(PROBLEM REQUIREMENTS)
Gather every line of the listing that contains the string "performer", treating uppercase and lowercase letters as different.
* begin INPUT DATA *
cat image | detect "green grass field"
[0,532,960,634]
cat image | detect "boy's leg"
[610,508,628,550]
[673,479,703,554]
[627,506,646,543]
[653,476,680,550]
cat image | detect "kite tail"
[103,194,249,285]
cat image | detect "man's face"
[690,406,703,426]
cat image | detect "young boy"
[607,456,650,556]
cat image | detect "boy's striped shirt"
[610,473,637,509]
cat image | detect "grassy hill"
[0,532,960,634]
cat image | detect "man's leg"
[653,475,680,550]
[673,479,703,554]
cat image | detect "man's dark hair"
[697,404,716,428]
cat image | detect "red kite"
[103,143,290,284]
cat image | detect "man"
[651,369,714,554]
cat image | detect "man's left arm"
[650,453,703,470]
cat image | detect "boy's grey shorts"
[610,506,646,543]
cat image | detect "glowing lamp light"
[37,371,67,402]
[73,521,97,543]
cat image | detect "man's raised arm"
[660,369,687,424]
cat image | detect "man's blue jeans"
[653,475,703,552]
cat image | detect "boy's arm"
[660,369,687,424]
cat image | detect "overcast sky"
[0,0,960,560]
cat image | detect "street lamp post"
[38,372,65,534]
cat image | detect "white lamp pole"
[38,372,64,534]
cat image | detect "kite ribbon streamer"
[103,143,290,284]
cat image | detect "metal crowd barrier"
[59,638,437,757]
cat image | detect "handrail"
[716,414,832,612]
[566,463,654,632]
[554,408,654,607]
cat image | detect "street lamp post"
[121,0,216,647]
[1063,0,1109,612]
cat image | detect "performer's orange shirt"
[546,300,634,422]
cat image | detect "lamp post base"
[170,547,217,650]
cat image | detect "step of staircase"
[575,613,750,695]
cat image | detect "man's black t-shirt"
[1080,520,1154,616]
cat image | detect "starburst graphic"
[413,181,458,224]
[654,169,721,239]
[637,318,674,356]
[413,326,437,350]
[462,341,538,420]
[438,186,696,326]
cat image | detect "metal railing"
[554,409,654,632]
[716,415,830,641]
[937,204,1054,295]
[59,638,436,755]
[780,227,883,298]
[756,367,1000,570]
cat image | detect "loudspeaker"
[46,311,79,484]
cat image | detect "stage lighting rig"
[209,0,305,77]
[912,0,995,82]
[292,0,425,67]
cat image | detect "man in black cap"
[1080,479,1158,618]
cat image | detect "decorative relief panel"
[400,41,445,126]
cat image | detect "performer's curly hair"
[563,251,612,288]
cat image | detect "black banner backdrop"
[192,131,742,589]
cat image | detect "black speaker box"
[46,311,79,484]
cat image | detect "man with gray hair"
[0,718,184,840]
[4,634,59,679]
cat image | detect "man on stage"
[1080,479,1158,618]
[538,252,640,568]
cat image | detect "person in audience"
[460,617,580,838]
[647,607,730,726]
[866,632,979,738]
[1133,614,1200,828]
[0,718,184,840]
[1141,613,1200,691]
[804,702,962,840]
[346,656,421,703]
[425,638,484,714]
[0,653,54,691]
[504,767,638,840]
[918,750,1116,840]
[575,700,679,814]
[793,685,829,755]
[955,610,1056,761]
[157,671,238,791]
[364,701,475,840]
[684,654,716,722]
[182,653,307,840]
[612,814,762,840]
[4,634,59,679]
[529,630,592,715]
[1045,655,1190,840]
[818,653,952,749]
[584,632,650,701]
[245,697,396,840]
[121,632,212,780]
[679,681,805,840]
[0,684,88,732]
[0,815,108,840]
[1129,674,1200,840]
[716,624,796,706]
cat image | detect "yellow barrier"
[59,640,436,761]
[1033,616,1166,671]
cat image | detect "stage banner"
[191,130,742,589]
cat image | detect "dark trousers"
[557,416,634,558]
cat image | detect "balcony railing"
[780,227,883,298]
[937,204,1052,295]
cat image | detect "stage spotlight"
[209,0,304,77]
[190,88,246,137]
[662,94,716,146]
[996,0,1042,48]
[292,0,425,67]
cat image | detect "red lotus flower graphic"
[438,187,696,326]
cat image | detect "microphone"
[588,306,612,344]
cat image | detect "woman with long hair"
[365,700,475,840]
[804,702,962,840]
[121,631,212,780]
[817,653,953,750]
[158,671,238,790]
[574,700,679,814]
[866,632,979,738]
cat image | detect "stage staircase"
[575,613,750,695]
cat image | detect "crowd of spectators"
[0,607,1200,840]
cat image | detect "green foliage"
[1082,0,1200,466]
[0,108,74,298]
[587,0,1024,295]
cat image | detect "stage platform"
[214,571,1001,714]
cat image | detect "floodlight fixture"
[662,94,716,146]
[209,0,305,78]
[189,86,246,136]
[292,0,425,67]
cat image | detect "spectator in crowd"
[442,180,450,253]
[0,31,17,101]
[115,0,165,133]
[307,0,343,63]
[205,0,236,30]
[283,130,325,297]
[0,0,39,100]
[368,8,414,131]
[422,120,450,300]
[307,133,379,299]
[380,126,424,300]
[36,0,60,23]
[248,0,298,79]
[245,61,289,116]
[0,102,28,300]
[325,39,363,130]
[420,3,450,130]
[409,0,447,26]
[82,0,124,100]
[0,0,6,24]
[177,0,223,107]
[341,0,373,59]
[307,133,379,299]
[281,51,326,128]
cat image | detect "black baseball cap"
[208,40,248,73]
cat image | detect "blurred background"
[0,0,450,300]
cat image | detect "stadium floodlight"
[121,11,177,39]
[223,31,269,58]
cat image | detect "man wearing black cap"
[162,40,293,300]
* end INPUT DATA *
(PROBLEM SOLUTION)
cat image | detect "performer's orange shirt"
cat image | detect "performer's curly hair"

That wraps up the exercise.